### Work task A:
In the passage below about loving Canada, list every feature the speaker names as part of the good life lived there.
### Work task B:
Carry on the passage below about loving Canada, starting after its final sentence.
*** Extract provided ***
And the seventh day rest was a symbol of this freedom from oppression, a little taste now of what that nation was striving for always, in all of its customs and laws and neighbourhoods.
I love Canada. I love Canada partly because I have lived elsewhere, and have experienced on a very personal level what it means to live in places without healthcare for all, like the Philippines or in the USA.
I love Canada, partly because I have lived the good life here, full of opportunity, and civil order, and good neighbours, and strong institutions and a generous safety net.
I love Canada because it welcomes foreigners and refugees, provides pensions for the elderly, and a working infrastructure for the rest of us. We are not yet there, but we might well be on the way.
*** End of Extract provided ***
*** Excerpted records ***
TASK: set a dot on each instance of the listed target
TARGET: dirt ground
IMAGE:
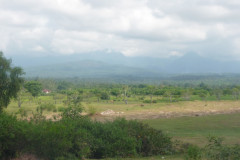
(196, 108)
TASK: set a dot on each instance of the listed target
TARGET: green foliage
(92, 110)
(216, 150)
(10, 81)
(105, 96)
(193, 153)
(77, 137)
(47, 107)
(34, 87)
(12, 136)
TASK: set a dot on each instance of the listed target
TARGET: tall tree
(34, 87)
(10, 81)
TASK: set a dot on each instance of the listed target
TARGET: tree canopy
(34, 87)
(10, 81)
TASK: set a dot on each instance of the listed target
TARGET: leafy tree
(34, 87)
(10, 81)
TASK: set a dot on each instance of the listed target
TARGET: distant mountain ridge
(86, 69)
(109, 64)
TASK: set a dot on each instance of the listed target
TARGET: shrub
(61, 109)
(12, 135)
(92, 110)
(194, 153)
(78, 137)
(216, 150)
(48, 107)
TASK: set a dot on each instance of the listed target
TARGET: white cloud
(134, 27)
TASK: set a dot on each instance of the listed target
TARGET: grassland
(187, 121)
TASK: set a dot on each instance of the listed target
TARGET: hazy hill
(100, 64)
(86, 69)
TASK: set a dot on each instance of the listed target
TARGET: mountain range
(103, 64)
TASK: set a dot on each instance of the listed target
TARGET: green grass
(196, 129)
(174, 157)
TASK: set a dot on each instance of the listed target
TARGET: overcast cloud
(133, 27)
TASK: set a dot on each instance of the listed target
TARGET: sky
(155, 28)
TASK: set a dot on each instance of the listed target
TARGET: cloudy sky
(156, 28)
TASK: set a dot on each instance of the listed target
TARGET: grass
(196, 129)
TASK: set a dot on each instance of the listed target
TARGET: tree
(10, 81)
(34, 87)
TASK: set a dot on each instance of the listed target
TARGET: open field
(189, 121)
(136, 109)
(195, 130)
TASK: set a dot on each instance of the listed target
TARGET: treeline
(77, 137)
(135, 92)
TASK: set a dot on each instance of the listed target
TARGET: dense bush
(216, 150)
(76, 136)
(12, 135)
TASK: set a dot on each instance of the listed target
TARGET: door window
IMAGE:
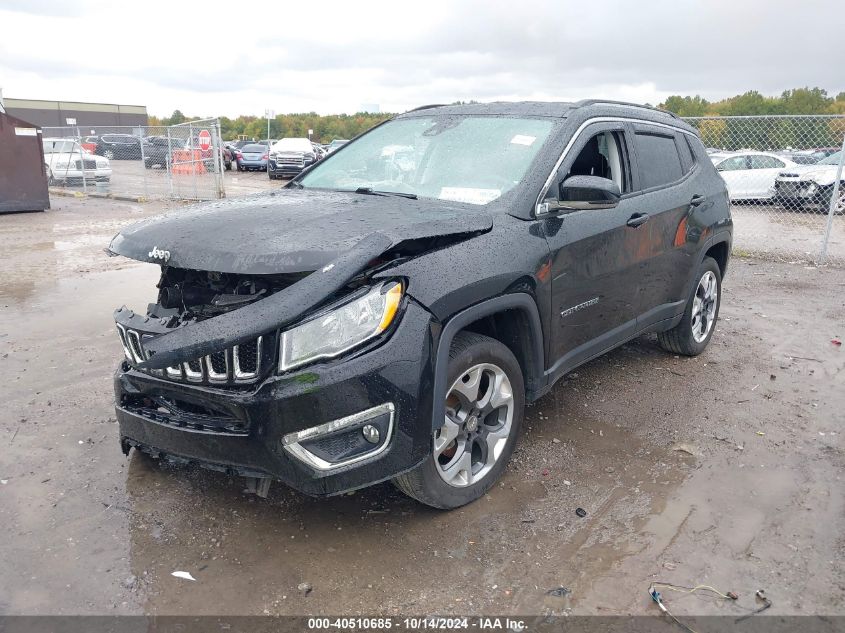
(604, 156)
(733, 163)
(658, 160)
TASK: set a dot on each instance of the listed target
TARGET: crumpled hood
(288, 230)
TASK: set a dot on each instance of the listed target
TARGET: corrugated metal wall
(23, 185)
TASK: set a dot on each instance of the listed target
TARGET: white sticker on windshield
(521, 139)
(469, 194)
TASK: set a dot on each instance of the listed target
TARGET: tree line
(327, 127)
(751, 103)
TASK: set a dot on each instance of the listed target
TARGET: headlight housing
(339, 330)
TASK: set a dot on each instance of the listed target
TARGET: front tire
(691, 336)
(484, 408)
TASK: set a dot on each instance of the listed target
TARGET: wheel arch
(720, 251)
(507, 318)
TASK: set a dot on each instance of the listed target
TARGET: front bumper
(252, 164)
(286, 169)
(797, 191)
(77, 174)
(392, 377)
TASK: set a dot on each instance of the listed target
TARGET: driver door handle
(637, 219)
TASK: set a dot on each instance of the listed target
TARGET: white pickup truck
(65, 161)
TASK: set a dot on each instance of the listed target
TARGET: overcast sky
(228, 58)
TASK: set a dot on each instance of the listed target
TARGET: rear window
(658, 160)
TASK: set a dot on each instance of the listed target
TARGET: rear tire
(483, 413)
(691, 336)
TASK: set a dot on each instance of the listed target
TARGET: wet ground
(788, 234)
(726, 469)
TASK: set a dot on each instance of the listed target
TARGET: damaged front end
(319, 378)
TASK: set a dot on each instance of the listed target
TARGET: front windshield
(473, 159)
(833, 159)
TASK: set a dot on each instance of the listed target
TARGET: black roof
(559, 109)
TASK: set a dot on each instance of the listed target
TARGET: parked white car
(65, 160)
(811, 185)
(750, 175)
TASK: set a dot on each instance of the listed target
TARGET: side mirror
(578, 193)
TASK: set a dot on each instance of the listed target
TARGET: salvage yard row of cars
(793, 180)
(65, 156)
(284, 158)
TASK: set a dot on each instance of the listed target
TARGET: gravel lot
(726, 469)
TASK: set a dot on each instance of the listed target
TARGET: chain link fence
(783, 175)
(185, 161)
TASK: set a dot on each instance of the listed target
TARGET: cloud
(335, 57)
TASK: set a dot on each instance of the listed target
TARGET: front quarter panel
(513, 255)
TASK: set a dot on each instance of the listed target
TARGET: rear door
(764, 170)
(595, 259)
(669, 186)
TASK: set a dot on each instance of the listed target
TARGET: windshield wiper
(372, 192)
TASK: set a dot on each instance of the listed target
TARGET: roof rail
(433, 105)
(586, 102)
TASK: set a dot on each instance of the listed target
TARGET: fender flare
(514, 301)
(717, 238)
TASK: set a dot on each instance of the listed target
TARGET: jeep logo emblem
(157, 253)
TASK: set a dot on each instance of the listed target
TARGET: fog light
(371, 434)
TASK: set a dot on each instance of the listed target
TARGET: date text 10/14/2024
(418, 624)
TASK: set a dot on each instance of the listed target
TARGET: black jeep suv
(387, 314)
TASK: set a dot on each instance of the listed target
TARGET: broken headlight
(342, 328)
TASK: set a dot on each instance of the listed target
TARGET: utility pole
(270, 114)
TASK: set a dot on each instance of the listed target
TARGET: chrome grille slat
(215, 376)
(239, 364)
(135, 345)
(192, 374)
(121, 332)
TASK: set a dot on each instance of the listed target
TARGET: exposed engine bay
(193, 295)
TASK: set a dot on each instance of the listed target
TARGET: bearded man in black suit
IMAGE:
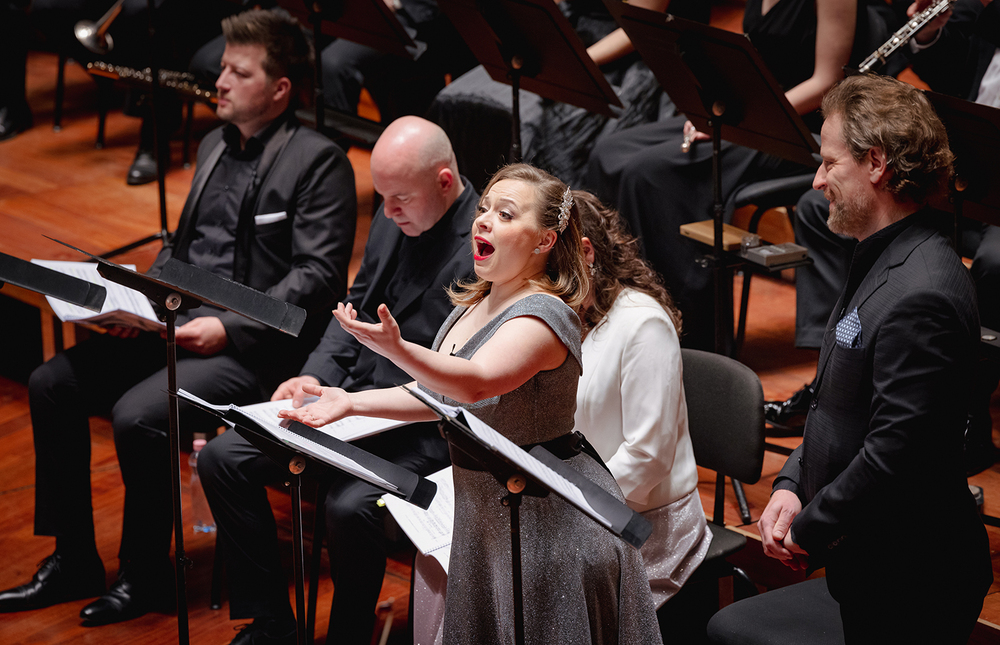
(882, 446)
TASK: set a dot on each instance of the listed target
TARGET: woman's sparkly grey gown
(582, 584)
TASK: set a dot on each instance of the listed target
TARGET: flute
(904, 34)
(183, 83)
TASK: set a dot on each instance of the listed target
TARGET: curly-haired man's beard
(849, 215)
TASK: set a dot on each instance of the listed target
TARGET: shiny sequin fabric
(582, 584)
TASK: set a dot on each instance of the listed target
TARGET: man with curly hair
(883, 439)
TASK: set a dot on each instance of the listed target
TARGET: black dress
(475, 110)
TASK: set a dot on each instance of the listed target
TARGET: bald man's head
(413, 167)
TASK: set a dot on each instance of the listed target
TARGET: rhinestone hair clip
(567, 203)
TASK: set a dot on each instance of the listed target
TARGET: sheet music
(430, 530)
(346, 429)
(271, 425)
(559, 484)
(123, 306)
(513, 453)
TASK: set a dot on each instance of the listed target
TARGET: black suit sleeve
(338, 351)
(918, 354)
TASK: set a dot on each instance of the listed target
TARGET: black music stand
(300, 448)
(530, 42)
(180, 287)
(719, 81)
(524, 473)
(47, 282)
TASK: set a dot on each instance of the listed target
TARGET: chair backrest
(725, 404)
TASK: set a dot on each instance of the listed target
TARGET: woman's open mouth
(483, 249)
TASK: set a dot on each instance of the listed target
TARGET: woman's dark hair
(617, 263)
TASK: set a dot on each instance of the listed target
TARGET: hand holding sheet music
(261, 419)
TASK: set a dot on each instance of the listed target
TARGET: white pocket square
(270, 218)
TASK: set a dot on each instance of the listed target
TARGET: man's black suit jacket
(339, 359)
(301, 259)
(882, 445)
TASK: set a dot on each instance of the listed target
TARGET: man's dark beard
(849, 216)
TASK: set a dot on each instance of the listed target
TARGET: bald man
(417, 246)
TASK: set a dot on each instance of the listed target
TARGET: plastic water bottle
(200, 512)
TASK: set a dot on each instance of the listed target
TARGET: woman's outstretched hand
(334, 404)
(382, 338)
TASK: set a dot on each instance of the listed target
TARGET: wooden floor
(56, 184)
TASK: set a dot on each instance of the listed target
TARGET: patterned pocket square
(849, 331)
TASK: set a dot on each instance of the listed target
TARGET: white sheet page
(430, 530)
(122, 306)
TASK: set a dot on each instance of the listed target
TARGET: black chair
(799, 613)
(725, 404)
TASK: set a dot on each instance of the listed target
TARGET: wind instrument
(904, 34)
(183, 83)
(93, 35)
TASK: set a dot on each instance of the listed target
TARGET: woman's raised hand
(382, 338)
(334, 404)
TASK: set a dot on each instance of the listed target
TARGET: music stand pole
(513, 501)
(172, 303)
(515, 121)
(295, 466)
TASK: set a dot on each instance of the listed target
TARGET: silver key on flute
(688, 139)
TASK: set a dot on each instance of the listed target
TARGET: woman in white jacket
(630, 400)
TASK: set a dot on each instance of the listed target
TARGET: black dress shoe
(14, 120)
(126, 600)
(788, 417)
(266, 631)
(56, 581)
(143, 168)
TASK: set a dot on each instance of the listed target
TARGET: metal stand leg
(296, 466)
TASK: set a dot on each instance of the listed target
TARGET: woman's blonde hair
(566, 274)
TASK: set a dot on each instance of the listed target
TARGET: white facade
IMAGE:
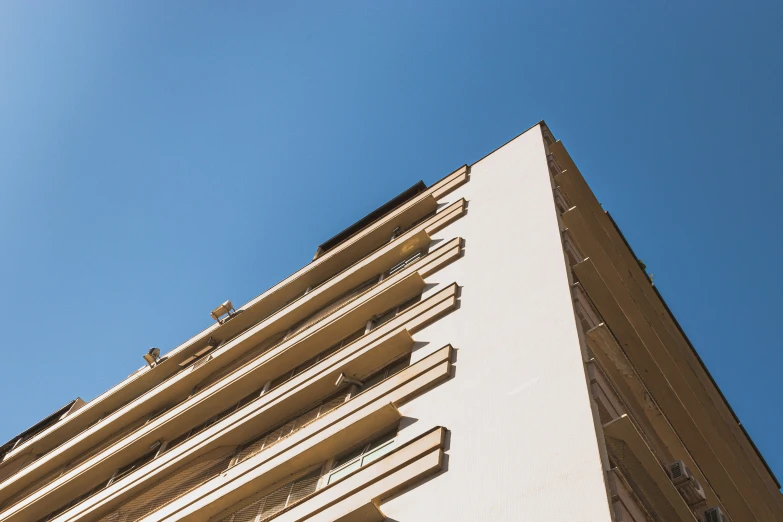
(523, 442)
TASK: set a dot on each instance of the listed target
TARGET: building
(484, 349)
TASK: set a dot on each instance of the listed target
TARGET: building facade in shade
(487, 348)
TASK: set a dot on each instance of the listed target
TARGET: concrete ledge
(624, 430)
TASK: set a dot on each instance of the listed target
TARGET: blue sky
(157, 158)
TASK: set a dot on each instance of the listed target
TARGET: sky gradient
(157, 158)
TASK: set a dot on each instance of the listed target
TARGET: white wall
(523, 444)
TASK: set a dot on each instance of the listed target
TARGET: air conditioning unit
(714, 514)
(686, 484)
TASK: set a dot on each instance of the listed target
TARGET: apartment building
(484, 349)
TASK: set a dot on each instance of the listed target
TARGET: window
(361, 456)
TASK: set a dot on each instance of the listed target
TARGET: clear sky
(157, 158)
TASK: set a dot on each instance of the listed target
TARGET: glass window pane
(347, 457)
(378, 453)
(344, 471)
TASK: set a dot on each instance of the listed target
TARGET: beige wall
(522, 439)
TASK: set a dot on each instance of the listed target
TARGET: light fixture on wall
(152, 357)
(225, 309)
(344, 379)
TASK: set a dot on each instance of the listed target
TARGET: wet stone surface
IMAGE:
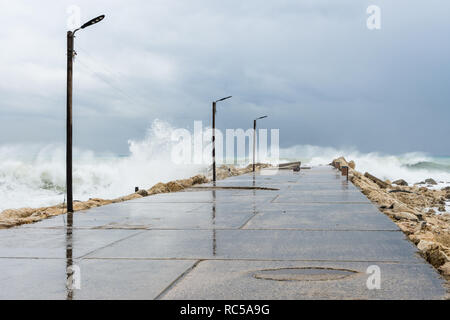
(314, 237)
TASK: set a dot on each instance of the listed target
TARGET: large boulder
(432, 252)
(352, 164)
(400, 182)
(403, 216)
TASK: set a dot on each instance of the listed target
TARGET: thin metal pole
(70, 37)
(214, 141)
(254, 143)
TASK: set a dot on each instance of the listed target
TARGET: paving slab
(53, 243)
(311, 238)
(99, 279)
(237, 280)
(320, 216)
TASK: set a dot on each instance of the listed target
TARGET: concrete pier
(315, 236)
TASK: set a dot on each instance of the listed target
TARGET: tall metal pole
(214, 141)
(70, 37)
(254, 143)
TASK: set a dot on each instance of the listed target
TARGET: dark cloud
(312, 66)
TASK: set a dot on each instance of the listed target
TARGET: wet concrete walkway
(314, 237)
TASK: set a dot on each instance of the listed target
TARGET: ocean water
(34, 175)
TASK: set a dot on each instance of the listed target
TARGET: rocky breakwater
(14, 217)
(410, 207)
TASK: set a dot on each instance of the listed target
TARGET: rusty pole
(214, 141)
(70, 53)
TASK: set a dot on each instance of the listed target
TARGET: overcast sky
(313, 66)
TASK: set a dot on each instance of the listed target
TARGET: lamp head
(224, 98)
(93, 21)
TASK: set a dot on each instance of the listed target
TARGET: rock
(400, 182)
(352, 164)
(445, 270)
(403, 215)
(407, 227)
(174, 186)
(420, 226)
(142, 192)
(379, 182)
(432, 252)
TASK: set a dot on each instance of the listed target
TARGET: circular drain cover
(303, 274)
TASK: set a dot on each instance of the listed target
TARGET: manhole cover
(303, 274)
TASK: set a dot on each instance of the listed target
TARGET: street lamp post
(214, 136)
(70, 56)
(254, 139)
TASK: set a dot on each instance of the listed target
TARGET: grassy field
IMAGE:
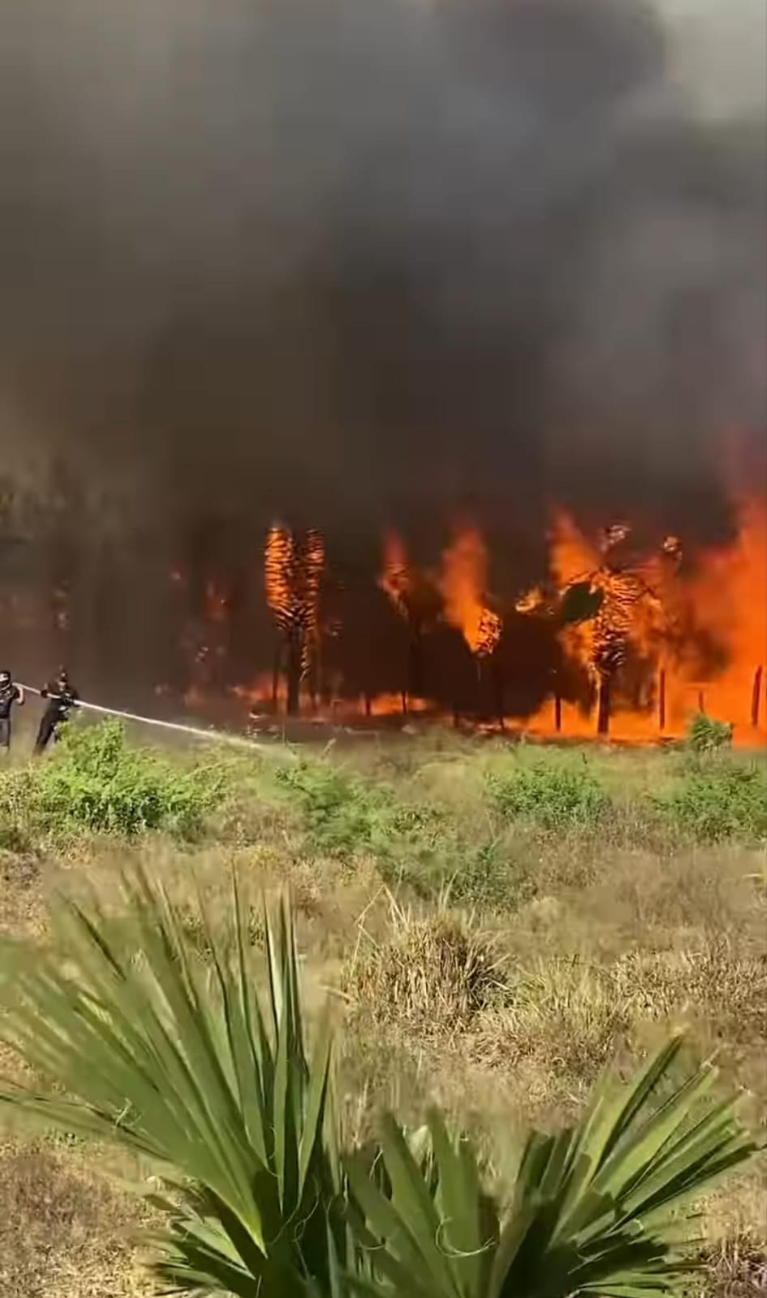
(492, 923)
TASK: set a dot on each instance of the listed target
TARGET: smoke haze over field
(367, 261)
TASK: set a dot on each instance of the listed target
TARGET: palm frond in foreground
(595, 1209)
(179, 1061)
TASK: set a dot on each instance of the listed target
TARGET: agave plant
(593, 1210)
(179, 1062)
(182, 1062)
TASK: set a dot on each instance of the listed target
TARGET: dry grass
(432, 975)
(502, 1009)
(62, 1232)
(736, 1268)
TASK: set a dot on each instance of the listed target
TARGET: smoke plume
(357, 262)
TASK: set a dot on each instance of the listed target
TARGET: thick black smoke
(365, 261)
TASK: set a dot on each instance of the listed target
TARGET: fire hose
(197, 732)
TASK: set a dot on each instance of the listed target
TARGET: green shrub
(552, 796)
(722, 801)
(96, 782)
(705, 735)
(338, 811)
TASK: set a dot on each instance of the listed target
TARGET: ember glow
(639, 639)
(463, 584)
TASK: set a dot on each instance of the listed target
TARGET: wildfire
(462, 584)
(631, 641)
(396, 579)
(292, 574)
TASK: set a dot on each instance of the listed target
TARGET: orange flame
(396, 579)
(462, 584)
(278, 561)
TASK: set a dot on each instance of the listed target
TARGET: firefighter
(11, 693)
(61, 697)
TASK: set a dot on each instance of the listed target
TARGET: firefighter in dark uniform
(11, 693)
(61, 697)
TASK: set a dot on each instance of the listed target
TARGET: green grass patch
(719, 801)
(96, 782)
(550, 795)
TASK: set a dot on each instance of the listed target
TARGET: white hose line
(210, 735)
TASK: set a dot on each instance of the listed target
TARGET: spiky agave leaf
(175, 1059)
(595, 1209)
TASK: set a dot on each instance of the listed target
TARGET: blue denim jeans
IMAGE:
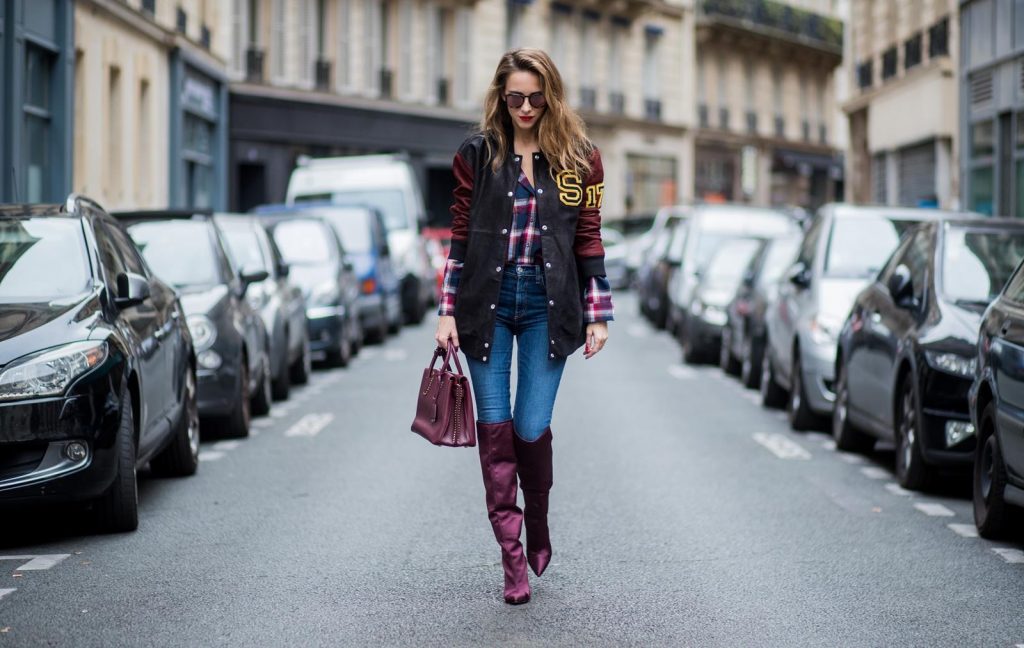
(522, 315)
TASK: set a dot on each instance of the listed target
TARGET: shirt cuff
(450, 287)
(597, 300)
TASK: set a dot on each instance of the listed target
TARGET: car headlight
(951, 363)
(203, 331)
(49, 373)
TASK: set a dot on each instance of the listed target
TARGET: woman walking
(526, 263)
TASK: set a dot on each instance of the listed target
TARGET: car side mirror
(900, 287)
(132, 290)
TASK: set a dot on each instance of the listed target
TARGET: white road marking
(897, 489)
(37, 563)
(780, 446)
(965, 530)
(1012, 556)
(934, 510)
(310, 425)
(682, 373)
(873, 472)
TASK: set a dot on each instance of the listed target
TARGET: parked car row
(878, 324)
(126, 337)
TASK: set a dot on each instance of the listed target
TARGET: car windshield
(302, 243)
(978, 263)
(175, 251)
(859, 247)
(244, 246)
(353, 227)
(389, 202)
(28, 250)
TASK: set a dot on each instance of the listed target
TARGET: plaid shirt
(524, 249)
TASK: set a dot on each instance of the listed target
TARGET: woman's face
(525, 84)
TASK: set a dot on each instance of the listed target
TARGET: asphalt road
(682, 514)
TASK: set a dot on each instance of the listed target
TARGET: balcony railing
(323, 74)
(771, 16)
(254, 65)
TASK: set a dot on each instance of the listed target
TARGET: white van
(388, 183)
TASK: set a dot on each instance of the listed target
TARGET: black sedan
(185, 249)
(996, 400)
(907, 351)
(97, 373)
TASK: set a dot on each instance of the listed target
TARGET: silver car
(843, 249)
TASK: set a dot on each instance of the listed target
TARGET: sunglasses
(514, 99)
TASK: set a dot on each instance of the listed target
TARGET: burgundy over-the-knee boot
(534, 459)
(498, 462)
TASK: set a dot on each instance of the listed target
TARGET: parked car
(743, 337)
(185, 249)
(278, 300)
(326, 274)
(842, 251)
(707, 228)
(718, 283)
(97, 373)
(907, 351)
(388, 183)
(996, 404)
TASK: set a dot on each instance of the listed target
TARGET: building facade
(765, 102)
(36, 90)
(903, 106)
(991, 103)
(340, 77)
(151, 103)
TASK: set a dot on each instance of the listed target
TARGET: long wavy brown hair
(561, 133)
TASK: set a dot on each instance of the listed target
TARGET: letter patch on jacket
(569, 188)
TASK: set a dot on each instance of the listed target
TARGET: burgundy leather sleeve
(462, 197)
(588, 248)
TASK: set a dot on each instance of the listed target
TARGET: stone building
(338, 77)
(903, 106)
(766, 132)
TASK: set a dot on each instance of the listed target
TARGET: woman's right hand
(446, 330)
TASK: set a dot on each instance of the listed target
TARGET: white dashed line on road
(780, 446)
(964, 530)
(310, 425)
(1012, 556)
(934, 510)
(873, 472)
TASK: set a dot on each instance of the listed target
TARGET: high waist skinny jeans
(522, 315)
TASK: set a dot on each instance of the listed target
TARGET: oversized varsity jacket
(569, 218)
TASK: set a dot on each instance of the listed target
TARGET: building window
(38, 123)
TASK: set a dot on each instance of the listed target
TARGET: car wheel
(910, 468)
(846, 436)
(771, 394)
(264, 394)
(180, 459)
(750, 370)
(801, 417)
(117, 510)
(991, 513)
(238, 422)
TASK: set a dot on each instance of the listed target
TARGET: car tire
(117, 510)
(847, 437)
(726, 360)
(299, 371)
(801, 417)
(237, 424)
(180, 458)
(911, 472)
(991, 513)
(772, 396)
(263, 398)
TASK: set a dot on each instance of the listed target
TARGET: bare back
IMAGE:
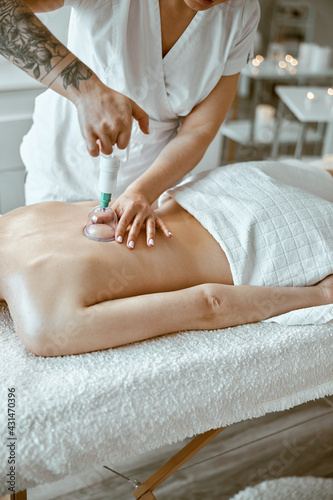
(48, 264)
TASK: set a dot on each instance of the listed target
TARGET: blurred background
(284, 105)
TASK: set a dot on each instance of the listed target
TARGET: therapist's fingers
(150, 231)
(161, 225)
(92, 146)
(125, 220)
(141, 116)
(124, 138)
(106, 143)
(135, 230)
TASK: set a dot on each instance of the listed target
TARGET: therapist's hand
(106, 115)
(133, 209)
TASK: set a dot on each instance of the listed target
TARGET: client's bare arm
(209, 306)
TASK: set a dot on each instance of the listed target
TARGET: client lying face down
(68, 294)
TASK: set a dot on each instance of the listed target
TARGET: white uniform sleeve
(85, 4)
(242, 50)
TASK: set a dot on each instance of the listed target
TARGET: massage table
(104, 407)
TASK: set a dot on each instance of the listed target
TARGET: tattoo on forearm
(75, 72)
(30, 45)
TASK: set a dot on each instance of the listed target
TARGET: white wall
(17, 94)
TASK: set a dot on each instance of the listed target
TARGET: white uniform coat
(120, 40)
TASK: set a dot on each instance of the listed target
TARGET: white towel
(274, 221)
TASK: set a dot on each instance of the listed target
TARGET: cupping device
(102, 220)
*** End of Excerpted records ***
### Answer section A:
- opportunity
- civil order
- good neighbours
- strong institutions
- a generous safety net

### Answer section B:
Back in my great grandfather’s day, the Netherlands was a poor nation. It offered its needy citizens nothing but want and neglect. Ironically, the only way my great grandfather’s family could keep enough food on the table was through the charity of his wife’s church, the church he rejected. But, he smoked his weekly cigar, at least, on a full stomach. If you look closely, he’s got a cigar in this, his and Jantje’s wedding picture, too. He wasn’t much for church, but he loved his cigars.
Here in Canada, we’re doing a lot better than my great grandparents did. But for the least and the last, for any and all oppressed by racism or poverty or mental illness or sexism . . . we need to keep it up. For the sake of our neighbour’s Sabbaths, we can do even better. It’s a personal ideal we can all strive for in our public, corporate, and political lives.